## Source data

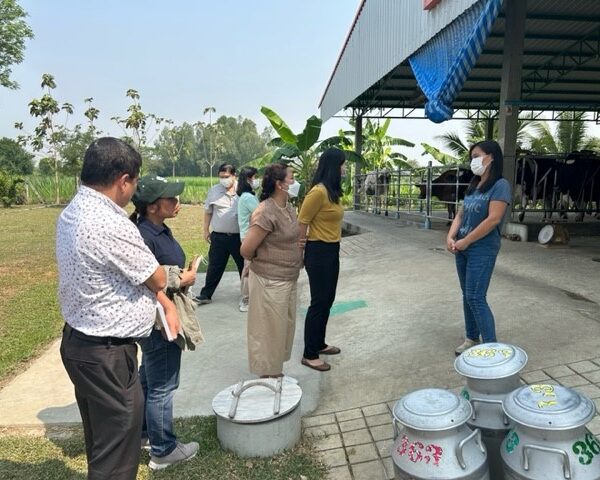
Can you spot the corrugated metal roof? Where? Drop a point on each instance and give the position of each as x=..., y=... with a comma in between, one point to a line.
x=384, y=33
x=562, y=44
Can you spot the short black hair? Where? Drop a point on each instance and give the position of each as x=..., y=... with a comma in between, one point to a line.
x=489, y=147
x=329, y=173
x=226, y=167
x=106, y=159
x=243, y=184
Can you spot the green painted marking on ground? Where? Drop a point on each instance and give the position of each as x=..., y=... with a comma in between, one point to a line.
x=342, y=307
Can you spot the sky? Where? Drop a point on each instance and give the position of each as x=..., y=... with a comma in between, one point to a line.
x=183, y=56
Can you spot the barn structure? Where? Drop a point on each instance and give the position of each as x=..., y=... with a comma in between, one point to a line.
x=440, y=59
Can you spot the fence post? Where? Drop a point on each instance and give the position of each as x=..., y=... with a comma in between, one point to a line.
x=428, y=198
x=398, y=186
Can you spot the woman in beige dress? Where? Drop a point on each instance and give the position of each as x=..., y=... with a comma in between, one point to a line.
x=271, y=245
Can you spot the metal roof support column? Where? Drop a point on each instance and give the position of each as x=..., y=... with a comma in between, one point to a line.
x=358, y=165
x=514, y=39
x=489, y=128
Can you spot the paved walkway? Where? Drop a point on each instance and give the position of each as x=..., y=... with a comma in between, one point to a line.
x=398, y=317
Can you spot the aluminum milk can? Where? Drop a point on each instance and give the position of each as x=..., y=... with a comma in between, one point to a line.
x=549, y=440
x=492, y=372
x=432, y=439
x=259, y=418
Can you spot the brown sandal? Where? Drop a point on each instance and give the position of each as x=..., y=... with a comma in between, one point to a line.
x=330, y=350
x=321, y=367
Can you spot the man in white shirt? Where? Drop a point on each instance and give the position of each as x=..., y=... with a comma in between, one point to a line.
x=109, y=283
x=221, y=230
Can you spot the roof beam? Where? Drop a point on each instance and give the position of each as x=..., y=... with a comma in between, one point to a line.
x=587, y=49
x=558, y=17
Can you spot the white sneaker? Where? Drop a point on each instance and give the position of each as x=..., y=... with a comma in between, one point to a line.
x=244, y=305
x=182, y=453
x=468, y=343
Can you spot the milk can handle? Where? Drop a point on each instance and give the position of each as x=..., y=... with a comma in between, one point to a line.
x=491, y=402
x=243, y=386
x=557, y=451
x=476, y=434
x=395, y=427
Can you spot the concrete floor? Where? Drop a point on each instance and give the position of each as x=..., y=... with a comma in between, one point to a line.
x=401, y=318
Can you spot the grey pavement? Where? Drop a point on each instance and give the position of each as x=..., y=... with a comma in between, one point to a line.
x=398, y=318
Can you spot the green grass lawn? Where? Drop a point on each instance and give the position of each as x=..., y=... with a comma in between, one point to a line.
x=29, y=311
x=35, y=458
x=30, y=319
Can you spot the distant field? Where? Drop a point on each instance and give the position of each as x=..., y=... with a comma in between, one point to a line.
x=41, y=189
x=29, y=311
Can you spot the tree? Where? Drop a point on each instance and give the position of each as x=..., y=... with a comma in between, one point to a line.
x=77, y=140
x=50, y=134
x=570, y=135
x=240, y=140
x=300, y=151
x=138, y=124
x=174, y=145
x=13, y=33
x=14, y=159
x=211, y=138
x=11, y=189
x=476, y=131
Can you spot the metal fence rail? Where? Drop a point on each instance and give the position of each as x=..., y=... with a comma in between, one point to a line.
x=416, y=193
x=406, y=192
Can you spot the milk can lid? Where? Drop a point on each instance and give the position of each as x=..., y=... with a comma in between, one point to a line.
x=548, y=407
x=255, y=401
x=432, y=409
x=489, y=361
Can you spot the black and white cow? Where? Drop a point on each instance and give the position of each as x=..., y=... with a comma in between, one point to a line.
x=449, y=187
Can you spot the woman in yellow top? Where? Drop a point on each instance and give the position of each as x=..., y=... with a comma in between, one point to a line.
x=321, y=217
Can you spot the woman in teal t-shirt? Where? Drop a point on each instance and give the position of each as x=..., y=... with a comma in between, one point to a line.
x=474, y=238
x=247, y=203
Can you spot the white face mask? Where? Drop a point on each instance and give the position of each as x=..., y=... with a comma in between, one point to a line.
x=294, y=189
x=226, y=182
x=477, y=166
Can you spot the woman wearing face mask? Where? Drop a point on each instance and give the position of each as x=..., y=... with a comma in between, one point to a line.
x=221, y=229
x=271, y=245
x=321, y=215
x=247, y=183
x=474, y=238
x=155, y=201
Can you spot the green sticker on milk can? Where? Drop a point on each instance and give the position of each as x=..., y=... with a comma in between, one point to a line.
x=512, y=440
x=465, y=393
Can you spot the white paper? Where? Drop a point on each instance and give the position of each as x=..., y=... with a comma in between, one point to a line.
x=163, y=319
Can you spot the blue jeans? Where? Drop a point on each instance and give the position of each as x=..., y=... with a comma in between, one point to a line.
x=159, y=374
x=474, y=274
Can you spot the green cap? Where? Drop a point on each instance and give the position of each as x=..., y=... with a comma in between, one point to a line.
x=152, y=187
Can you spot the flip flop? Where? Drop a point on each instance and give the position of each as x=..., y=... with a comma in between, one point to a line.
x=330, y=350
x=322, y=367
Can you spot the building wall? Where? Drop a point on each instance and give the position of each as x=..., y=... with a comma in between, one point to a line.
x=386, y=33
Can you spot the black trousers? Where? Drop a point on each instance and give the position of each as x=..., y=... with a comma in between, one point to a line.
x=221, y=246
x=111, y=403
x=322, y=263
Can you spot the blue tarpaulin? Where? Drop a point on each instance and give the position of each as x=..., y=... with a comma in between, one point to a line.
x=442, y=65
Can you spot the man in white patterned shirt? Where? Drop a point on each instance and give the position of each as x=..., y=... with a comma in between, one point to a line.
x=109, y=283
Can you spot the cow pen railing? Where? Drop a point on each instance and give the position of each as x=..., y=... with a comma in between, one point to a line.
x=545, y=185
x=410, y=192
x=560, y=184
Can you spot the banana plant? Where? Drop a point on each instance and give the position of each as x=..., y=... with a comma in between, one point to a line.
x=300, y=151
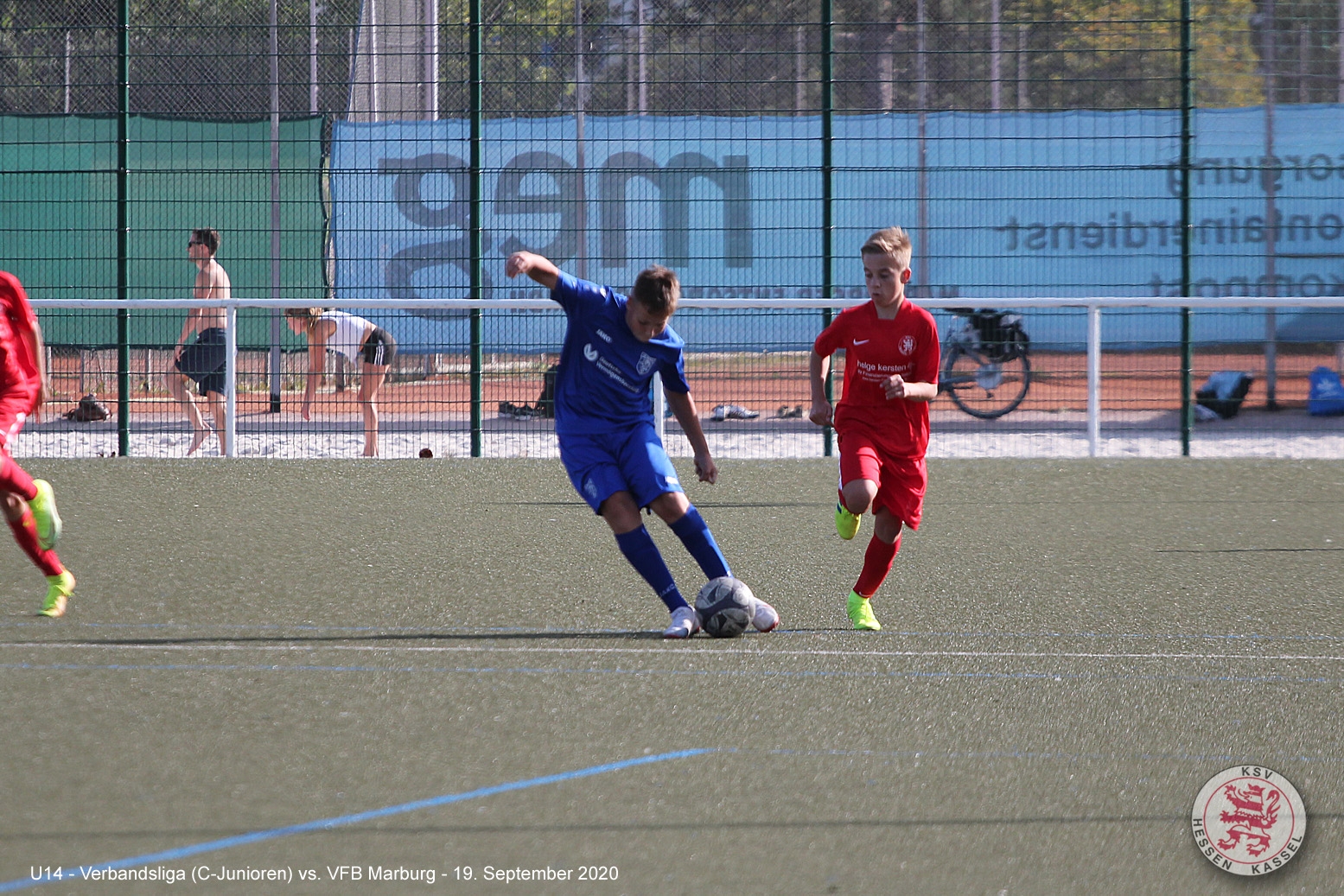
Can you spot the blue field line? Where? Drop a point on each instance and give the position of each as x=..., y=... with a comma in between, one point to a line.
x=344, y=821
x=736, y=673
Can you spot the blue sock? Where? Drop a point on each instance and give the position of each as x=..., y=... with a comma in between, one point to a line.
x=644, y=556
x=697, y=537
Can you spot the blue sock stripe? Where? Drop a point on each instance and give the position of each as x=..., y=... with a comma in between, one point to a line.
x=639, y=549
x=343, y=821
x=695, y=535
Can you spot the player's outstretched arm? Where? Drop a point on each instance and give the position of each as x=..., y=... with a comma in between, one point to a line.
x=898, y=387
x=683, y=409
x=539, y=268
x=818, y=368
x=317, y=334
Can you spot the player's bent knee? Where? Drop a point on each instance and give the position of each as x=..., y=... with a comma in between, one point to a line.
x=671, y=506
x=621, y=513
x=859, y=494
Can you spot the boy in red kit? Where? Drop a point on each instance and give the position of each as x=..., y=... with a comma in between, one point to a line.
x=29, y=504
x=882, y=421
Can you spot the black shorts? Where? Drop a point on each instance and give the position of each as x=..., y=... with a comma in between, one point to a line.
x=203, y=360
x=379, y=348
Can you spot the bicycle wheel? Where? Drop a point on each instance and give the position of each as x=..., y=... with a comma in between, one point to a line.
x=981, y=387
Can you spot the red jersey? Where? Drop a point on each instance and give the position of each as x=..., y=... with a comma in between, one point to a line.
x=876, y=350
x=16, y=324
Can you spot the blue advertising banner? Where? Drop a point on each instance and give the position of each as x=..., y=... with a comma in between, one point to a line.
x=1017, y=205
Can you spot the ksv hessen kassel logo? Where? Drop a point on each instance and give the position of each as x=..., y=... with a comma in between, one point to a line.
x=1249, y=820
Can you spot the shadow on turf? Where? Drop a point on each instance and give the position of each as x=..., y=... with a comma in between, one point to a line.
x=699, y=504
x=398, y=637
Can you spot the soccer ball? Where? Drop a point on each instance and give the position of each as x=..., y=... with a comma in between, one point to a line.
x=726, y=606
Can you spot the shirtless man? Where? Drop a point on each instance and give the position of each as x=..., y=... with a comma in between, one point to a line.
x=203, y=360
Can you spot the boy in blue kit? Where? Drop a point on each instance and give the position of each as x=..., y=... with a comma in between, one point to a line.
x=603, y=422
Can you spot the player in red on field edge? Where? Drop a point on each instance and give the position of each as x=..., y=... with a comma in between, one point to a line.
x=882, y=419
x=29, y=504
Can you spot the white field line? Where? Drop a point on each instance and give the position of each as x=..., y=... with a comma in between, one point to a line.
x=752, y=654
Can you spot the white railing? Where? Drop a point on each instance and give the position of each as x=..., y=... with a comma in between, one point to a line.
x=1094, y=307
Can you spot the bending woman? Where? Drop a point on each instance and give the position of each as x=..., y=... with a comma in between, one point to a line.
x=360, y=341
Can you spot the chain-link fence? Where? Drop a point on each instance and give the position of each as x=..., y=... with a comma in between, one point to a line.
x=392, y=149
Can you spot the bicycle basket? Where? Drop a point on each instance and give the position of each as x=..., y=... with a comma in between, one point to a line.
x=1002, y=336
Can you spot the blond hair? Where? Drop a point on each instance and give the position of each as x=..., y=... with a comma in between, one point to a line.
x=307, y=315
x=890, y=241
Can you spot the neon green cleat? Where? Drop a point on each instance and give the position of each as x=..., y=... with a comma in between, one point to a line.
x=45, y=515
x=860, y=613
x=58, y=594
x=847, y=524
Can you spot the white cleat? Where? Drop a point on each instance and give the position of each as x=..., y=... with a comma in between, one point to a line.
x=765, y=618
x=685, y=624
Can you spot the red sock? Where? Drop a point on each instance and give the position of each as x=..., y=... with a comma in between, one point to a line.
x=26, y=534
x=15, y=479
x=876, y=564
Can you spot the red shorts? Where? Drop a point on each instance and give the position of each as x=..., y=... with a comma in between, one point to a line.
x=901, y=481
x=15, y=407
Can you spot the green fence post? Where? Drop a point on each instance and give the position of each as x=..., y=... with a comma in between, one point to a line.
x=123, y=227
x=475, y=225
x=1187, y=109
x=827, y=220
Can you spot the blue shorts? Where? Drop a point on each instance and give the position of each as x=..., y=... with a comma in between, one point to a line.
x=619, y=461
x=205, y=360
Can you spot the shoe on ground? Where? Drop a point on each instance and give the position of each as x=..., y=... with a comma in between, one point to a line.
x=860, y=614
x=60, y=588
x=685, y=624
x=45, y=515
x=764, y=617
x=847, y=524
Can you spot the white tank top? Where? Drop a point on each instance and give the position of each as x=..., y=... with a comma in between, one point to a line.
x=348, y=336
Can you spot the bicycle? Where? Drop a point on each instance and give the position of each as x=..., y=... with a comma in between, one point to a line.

## Task brief
Write out the records in the stretch from the line containing "Can you spot the player's bent" through the line containing "x=981, y=387" as a two-column CSV with the header columns text and answer, one row per record. Put each record's text in one quoted field and its answer in another, with line breaks replaced by spaces.

## Response for this exercise
text,answer
"Can you spot the player's bent knee? Where? Drop a point on each instance and give the position of each as x=..., y=... with a comma in between, one point to a line.","x=671, y=506 x=621, y=513 x=859, y=494"
"Can you spot the boy in red kit? Where? Drop a point on each instance and give the position of each as x=..., y=... with a comma in between, one point to a line.","x=29, y=504 x=882, y=421"
"Can you spot the black shorts? Where? Drop a point on each instance and give the position of each as x=..., y=... with a comma in between, one point to a line.","x=203, y=360 x=379, y=348"
"Can you spot the bicycle wheel? Where? Drop a point on each instance and give the position of each as x=..., y=... with a comma in between, one point to a line.","x=981, y=387"